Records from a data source
--- start ---

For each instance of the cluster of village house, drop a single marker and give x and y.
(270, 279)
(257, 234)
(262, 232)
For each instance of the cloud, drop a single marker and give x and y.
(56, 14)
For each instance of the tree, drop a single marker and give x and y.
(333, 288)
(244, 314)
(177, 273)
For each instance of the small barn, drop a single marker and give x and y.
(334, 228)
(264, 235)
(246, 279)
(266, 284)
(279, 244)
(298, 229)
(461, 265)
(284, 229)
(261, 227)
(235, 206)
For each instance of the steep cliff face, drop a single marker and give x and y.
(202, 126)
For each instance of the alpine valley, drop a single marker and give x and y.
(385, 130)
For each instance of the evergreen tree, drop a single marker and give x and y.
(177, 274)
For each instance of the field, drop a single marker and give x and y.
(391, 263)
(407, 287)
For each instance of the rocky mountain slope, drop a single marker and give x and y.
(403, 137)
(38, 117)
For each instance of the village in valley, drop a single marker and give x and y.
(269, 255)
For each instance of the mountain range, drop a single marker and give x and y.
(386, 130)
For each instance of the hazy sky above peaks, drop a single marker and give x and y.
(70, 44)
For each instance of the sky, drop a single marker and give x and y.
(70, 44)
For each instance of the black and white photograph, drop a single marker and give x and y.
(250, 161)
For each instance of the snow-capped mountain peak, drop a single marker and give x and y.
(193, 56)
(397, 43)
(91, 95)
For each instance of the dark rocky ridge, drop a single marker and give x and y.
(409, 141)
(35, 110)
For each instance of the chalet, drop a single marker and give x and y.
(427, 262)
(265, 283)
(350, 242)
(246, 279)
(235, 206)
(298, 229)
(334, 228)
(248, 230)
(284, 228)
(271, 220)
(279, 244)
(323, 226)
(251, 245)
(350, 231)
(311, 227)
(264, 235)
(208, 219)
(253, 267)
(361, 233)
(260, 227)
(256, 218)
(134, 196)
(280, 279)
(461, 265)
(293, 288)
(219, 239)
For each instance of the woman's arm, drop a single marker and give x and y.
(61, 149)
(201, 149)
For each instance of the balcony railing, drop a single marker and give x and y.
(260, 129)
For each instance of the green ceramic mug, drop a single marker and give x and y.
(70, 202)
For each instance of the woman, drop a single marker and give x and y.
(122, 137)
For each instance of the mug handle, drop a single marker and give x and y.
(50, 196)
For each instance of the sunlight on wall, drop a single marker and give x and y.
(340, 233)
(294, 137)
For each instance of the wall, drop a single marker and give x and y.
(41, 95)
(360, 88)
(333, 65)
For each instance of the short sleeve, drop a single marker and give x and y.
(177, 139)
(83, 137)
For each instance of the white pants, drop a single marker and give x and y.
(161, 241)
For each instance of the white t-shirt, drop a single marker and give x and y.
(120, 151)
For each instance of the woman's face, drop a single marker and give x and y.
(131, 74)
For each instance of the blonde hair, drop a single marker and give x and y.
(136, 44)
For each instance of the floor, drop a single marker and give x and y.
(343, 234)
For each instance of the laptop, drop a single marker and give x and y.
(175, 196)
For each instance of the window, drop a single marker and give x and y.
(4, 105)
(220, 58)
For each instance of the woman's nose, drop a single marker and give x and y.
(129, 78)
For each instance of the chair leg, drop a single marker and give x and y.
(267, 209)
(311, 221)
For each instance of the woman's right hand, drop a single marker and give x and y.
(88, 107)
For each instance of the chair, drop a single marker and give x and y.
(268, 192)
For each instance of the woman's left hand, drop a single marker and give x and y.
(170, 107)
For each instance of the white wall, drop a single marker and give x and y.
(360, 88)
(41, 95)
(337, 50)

--- end ---

> WHAT YOU SHOULD DO
Rewrite all the items above, putting "place one point" in place of "drop a single marker" and leaving everything else unchanged.

> PROBLEM SOLUTION
For each instance of the cluster of village house, place one point and give x and y.
(270, 279)
(257, 234)
(262, 232)
For each instance of the cloud, place one point and give x and y.
(56, 14)
For each instance of the tree, place one point and give x and y.
(333, 288)
(244, 314)
(177, 273)
For each instance of the small barn, place one point and give x and y.
(334, 228)
(264, 235)
(246, 279)
(266, 284)
(279, 244)
(298, 229)
(461, 265)
(284, 229)
(261, 227)
(235, 206)
For each instance of the steep cliff face, place one point and give x and y.
(202, 126)
For each instance of the alpine valley, place one point and give x and y.
(385, 130)
For each instance of the evergreen tree, place one point and give x and y.
(177, 274)
For each instance of the field, place one point and give x and y.
(391, 263)
(407, 287)
For each instance of the rocky mountain slope, place one point and give x and y.
(403, 137)
(38, 117)
For each instance of the village in valley, place one point and give x and y.
(269, 255)
For each instance of the mountain range, place one point and give x and y.
(386, 130)
For each instance of the hazy sky above peaks, place one point and give x and y.
(70, 44)
For each instance of the sky, place one point and give x and y.
(70, 44)
For each instance of the black and white photograph, place one point and give x and y.
(250, 161)
For each instance of the snow-capped mountain peak, place one point and give x and y.
(193, 56)
(397, 43)
(91, 95)
For each instance of the dark rocky ridge, place one point and give x and y.
(409, 141)
(35, 110)
For each instance of the chalet, place one point and give x and y.
(427, 262)
(265, 283)
(350, 242)
(246, 279)
(235, 206)
(298, 229)
(334, 228)
(248, 230)
(284, 228)
(271, 220)
(279, 244)
(323, 226)
(251, 245)
(350, 231)
(311, 227)
(264, 235)
(208, 219)
(253, 267)
(361, 233)
(260, 227)
(256, 218)
(134, 196)
(280, 279)
(461, 265)
(293, 288)
(219, 239)
For each instance of the woman's arm, place one point and give x and y.
(61, 149)
(201, 149)
For each instance of the balcony railing, place one point and give x and y.
(260, 129)
For each instance of the green ceramic mug, place one point and give x and y.
(70, 202)
For each instance of the woman, place one point and give x and y.
(122, 137)
For each instance of the mug handle, place one point and give x and y.
(50, 196)
For each instance of the sunlight on wall, place one point and give x and y.
(340, 233)
(294, 137)
For each instance of the wall, place one point and give x and y.
(41, 95)
(360, 88)
(333, 65)
For each instance of the short sleeve, place one point and give x and y.
(177, 139)
(83, 137)
For each instance of the white pants, place one point and give x and y.
(161, 241)
For each instance of the white t-shirt, place one point and give x and y.
(120, 151)
For each instance of the woman's face, place one point and give x and y.
(131, 74)
For each instance of the blonde hair, place one point and give x and y.
(136, 44)
For each instance of the floor, place one point and give x and y.
(343, 234)
For each instance of the laptop, place one point and give x and y.
(175, 196)
For each instance of the window, place one point and give x and y.
(4, 105)
(220, 58)
For each instance of the woman's nose, place one point and give x and y.
(129, 78)
For each instance of the chair leg, place one point and give x and y.
(267, 209)
(311, 221)
For each instance of the woman's right hand, place one point and give x and y.
(88, 107)
For each instance of the chair, place one point and give x and y.
(268, 192)
For each instance of the woman's left hand, place one point and give x and y.
(170, 107)
For each instance of the white wall, place one point and give x and y.
(360, 88)
(41, 95)
(337, 50)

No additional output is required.